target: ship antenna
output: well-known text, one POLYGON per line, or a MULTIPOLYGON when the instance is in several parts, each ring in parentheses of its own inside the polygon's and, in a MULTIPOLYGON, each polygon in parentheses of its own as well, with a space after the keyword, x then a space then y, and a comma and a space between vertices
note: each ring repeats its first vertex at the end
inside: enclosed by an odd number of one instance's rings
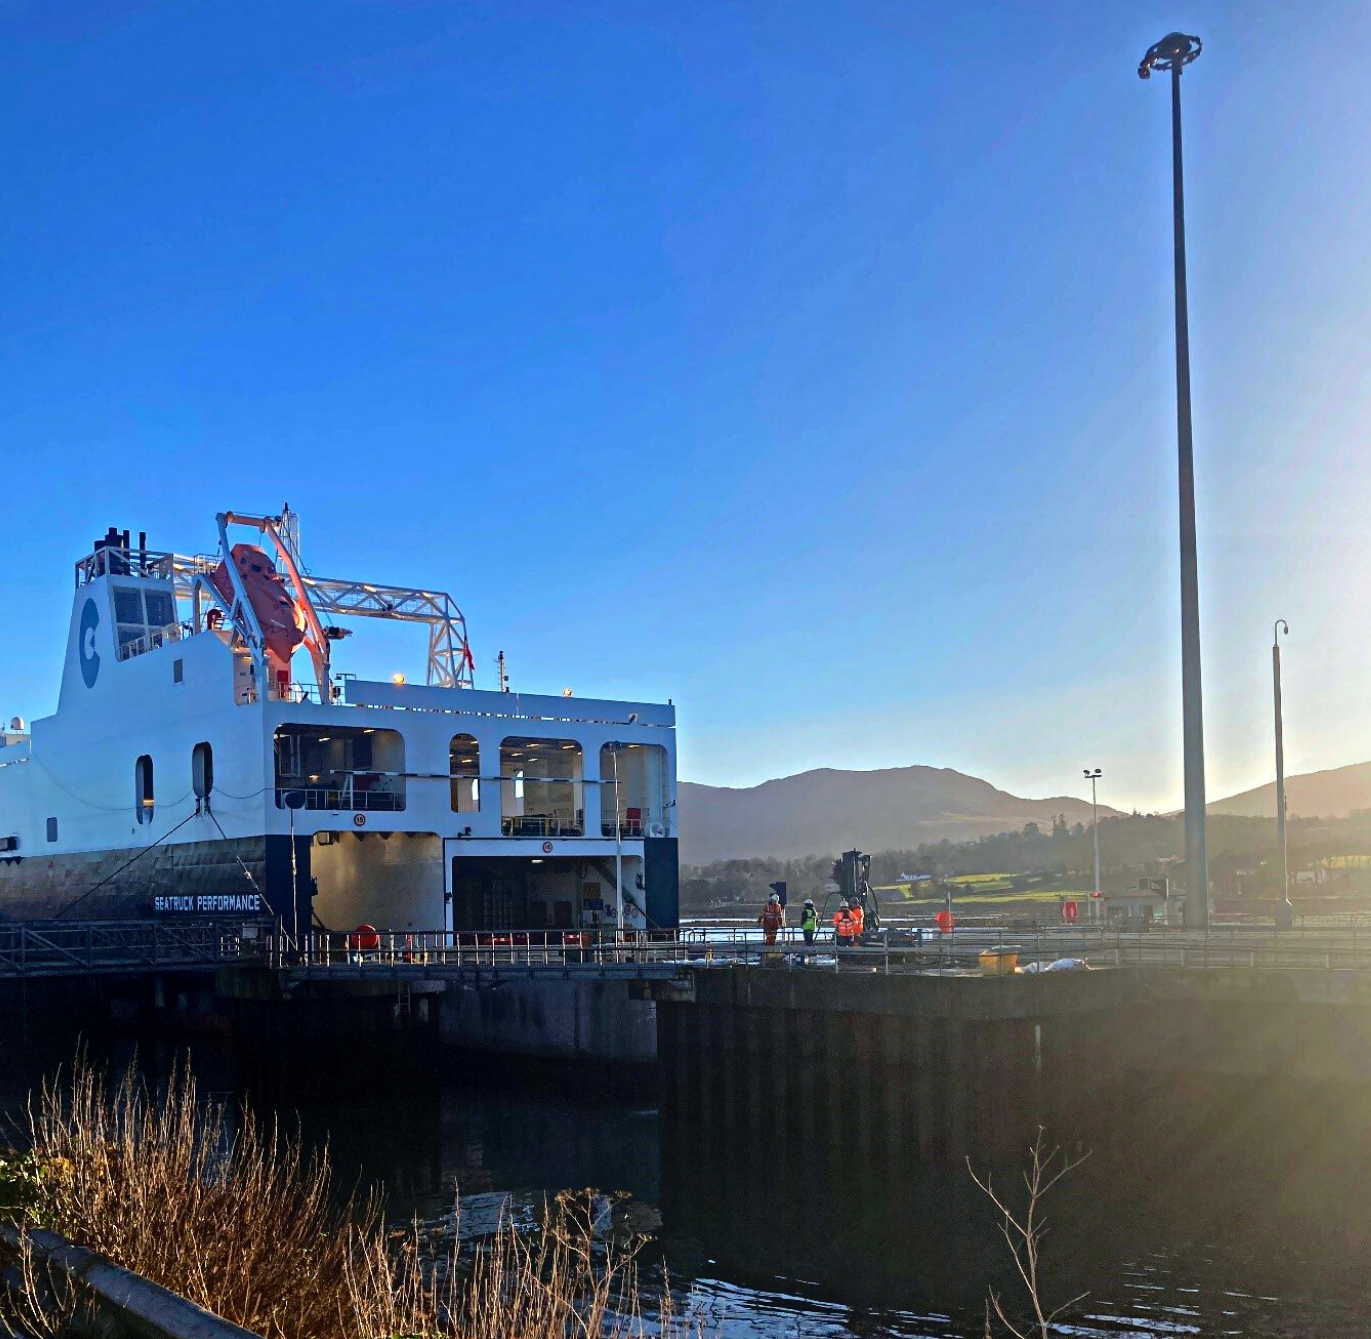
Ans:
POLYGON ((500 667, 500 691, 507 693, 509 692, 509 675, 505 673, 505 653, 503 651, 495 657, 495 663, 500 667))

........

Beginning with the line that holds "note: each ring" and continuing to the end of the entries above, set down each line exactly, both ends included; include no pictures.

note: each ring repeats its first vertex at the end
inside: enclosed by an odd number of one instance's rings
Ans:
POLYGON ((500 667, 500 691, 507 693, 509 692, 509 675, 505 673, 505 653, 503 651, 495 657, 495 663, 500 667))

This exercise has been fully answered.